◆ Given instruction
Gather every line of the data below that contains the string "with", and treat uppercase and lowercase as different.

── Extracted material ──

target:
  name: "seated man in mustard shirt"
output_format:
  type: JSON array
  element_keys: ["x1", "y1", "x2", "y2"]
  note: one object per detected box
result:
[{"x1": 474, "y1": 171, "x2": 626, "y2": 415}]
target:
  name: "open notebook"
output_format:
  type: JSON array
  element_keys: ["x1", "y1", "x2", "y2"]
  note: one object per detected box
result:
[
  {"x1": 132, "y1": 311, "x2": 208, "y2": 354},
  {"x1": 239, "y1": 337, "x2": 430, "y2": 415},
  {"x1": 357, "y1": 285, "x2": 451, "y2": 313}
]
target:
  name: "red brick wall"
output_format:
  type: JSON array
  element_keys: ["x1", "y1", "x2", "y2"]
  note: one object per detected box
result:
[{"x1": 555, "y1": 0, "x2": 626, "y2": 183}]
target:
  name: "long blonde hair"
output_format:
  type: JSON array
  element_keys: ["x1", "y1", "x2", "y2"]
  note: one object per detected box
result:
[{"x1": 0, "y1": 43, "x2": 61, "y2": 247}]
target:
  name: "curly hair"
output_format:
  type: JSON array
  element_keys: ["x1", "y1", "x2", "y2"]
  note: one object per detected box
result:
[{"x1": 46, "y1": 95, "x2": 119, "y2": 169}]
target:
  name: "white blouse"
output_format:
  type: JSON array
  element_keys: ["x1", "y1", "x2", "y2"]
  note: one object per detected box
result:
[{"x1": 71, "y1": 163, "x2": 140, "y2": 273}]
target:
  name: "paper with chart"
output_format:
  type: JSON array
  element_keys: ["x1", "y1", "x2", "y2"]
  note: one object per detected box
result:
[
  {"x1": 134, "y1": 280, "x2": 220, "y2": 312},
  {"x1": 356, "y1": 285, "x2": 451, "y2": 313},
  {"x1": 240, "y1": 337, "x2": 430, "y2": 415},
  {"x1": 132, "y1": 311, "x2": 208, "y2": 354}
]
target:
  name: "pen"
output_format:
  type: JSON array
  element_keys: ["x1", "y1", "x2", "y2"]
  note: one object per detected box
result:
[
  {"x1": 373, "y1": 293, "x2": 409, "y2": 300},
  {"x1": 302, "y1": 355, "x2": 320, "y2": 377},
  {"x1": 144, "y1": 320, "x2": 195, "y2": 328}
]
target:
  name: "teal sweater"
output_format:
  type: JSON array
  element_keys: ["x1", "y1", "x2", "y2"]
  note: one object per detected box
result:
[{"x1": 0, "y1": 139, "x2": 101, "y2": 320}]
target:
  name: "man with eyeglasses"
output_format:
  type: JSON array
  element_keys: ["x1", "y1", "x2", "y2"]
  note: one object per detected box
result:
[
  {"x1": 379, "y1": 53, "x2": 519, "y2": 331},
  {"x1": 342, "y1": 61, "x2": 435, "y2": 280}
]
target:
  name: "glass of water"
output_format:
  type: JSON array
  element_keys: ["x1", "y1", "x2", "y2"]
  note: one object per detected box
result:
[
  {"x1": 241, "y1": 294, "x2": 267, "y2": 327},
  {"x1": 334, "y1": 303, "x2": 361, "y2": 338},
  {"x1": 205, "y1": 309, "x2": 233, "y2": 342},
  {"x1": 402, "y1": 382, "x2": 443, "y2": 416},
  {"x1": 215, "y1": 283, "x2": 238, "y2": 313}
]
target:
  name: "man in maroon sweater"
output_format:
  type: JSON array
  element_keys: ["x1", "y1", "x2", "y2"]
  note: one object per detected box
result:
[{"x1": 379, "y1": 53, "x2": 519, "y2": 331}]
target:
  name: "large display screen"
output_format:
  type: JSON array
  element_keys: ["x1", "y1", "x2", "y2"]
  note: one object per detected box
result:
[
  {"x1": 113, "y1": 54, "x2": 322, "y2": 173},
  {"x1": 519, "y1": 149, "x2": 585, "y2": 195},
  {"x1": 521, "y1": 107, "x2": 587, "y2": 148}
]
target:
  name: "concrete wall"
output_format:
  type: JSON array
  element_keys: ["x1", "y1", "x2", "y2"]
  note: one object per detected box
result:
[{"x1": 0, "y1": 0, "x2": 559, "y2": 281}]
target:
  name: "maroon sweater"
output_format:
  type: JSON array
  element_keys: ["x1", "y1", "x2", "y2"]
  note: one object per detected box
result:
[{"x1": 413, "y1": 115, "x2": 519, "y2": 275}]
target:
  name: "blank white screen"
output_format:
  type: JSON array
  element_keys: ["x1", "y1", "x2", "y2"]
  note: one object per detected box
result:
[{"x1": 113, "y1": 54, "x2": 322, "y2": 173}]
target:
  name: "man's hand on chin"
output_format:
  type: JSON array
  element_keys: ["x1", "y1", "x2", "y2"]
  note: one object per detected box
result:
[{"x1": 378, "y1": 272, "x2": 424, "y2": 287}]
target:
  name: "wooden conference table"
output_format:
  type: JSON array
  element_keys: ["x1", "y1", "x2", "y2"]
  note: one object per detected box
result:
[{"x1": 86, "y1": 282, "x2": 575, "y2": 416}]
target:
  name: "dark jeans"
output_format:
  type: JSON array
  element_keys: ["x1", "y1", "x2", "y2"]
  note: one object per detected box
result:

───

◆ Completed exercise
  name: "paper with chart"
  name: "man with eyeglasses"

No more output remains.